PROMPT: Transcribe the material below word for word, starting with the line that contains "Task: for the greenhouse-bench survey, tag the round" and going on through the last line of the material.
-- Begin RECORD EXTRACTS --
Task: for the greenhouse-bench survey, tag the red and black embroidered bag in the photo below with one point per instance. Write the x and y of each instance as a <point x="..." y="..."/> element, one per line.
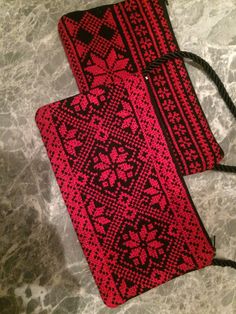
<point x="104" y="43"/>
<point x="127" y="200"/>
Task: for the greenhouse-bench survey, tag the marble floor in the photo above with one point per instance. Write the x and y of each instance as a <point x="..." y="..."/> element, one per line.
<point x="42" y="268"/>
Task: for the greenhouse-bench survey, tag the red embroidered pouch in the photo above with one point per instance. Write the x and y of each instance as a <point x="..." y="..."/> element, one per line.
<point x="128" y="203"/>
<point x="104" y="43"/>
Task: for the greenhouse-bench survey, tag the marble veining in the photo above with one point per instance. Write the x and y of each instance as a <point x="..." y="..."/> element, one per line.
<point x="42" y="267"/>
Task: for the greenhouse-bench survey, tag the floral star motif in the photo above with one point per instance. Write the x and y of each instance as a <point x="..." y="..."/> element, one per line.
<point x="143" y="244"/>
<point x="113" y="166"/>
<point x="104" y="71"/>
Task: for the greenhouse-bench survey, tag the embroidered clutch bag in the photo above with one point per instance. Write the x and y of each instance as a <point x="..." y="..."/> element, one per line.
<point x="126" y="198"/>
<point x="105" y="43"/>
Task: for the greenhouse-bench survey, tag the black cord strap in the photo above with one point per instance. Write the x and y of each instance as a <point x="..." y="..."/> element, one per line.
<point x="213" y="76"/>
<point x="223" y="263"/>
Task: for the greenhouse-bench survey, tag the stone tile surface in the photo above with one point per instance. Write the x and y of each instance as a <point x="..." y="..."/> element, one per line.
<point x="42" y="267"/>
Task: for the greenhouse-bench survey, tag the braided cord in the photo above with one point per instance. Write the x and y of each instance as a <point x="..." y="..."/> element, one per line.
<point x="213" y="76"/>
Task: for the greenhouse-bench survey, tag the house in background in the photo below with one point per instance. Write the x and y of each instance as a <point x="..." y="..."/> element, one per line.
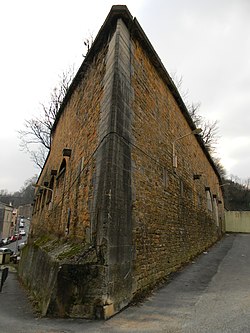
<point x="129" y="192"/>
<point x="25" y="210"/>
<point x="6" y="220"/>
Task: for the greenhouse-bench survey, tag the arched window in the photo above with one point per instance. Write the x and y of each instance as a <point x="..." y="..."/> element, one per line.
<point x="50" y="191"/>
<point x="209" y="200"/>
<point x="62" y="168"/>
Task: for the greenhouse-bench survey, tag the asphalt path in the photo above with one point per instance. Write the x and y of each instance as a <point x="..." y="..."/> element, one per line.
<point x="210" y="295"/>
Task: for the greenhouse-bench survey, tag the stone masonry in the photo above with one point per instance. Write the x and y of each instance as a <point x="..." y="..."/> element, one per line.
<point x="113" y="214"/>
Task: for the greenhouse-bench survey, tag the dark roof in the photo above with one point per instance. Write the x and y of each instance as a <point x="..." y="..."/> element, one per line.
<point x="121" y="11"/>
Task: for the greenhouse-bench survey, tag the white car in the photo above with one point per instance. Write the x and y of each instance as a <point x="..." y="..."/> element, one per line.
<point x="22" y="232"/>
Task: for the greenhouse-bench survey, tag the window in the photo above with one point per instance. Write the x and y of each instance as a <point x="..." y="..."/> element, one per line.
<point x="209" y="199"/>
<point x="50" y="192"/>
<point x="62" y="168"/>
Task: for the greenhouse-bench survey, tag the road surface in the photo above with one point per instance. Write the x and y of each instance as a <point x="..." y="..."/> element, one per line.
<point x="211" y="295"/>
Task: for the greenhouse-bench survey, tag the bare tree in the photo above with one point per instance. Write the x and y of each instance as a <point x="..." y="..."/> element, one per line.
<point x="209" y="128"/>
<point x="35" y="138"/>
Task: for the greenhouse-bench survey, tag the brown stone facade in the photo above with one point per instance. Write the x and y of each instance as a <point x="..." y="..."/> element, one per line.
<point x="113" y="213"/>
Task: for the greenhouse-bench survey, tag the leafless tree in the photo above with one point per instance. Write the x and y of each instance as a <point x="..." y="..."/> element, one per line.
<point x="210" y="129"/>
<point x="35" y="138"/>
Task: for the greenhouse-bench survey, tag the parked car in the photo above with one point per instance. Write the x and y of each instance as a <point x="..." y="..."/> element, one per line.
<point x="15" y="237"/>
<point x="21" y="246"/>
<point x="6" y="250"/>
<point x="5" y="241"/>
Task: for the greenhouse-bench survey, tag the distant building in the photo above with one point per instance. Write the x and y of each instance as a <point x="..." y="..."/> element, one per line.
<point x="6" y="220"/>
<point x="128" y="192"/>
<point x="25" y="210"/>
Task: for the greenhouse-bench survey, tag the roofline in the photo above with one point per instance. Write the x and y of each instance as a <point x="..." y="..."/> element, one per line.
<point x="121" y="11"/>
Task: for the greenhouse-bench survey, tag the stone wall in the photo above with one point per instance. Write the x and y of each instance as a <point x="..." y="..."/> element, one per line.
<point x="172" y="222"/>
<point x="113" y="215"/>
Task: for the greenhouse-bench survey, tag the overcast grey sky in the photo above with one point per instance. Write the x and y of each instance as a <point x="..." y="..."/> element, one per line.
<point x="206" y="42"/>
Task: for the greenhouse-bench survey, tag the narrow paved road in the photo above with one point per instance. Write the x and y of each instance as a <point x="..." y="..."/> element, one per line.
<point x="211" y="295"/>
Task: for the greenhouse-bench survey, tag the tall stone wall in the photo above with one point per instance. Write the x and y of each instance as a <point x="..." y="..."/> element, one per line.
<point x="172" y="221"/>
<point x="113" y="216"/>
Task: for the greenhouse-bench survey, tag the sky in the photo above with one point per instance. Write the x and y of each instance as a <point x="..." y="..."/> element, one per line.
<point x="204" y="42"/>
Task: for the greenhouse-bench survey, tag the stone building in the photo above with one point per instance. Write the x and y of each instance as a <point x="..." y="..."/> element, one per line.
<point x="6" y="220"/>
<point x="114" y="212"/>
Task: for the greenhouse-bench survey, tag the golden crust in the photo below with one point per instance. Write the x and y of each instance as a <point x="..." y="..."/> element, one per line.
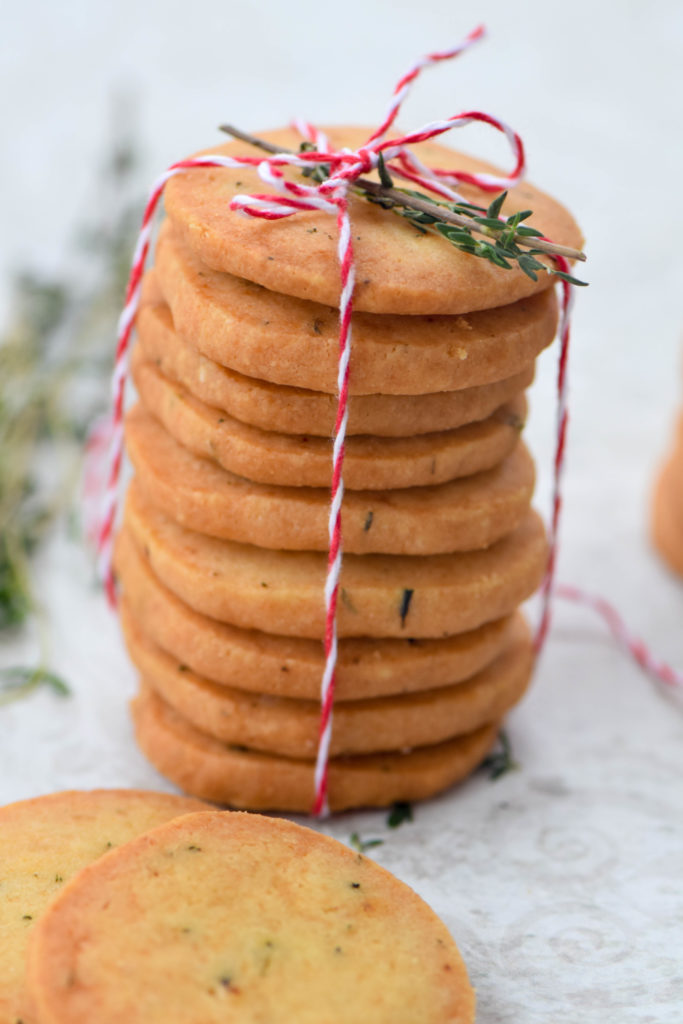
<point x="291" y="341"/>
<point x="246" y="778"/>
<point x="289" y="727"/>
<point x="47" y="840"/>
<point x="261" y="663"/>
<point x="300" y="411"/>
<point x="370" y="463"/>
<point x="398" y="269"/>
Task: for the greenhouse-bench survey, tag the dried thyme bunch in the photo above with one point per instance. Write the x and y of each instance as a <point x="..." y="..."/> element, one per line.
<point x="54" y="368"/>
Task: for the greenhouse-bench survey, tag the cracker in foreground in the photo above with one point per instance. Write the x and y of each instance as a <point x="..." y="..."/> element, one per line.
<point x="43" y="843"/>
<point x="236" y="918"/>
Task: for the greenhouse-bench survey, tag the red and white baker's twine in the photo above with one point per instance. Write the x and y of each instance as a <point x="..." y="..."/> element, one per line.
<point x="290" y="198"/>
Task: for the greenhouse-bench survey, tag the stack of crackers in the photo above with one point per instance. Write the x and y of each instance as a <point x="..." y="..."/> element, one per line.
<point x="222" y="554"/>
<point x="668" y="507"/>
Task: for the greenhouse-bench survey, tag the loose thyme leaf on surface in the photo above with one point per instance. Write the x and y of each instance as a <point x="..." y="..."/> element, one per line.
<point x="401" y="811"/>
<point x="501" y="762"/>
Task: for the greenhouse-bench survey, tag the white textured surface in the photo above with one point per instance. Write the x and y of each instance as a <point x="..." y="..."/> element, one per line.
<point x="562" y="881"/>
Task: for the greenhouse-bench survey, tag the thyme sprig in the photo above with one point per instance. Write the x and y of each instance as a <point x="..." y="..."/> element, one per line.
<point x="478" y="230"/>
<point x="54" y="368"/>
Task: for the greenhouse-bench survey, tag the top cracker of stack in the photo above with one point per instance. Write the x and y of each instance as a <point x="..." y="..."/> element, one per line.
<point x="222" y="554"/>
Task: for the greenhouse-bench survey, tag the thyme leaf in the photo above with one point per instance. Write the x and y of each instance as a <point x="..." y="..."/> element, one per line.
<point x="501" y="761"/>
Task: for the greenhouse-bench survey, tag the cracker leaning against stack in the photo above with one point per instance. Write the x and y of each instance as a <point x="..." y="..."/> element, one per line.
<point x="129" y="906"/>
<point x="668" y="506"/>
<point x="223" y="548"/>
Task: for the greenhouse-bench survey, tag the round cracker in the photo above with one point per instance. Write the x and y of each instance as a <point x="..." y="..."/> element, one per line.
<point x="240" y="777"/>
<point x="293" y="667"/>
<point x="291" y="728"/>
<point x="298" y="411"/>
<point x="465" y="514"/>
<point x="289" y="341"/>
<point x="293" y="461"/>
<point x="399" y="268"/>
-- End RECORD EXTRACTS --
WRITTEN ANSWER:
Task: for the greenhouse-bench survey, tag the round cracker in the photo above with one point per instance. Write the x and y of each instance as a <point x="..." y="..."/> element, one per line.
<point x="240" y="777"/>
<point x="293" y="667"/>
<point x="291" y="728"/>
<point x="298" y="411"/>
<point x="465" y="514"/>
<point x="289" y="341"/>
<point x="293" y="461"/>
<point x="399" y="268"/>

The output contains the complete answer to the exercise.